» AIM OF THE TASK:
Swap each "[locate]" in the entries below for "[mark]", and write out every line again with nothing else changed and the pictures left out.

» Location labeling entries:

□ □ □ □

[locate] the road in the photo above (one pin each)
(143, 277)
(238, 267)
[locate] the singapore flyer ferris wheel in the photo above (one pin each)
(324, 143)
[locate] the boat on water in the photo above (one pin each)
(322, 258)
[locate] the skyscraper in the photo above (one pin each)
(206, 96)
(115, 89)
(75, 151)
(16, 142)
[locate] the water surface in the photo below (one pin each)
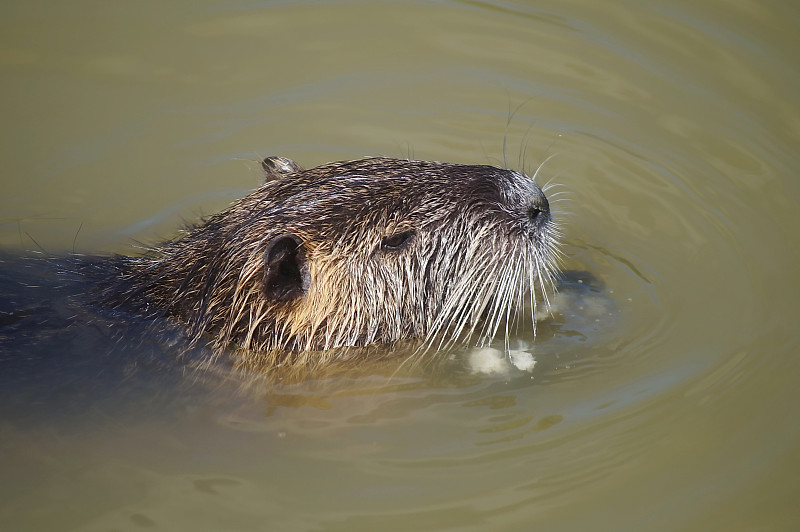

□ □ □ □

» CORRECT ANSWER:
[mark] the road in the photo above (one pin each)
(143, 277)
(238, 267)
[mark] the singapore flyer ferris wheel in the photo above (one pin each)
(324, 143)
[mark] the boat on water in the photo above (one pin each)
(322, 258)
[mark] the skyscraper in the photo above (one pin each)
(206, 96)
(115, 89)
(75, 151)
(16, 142)
[mark] the water surface in the photo below (one pin each)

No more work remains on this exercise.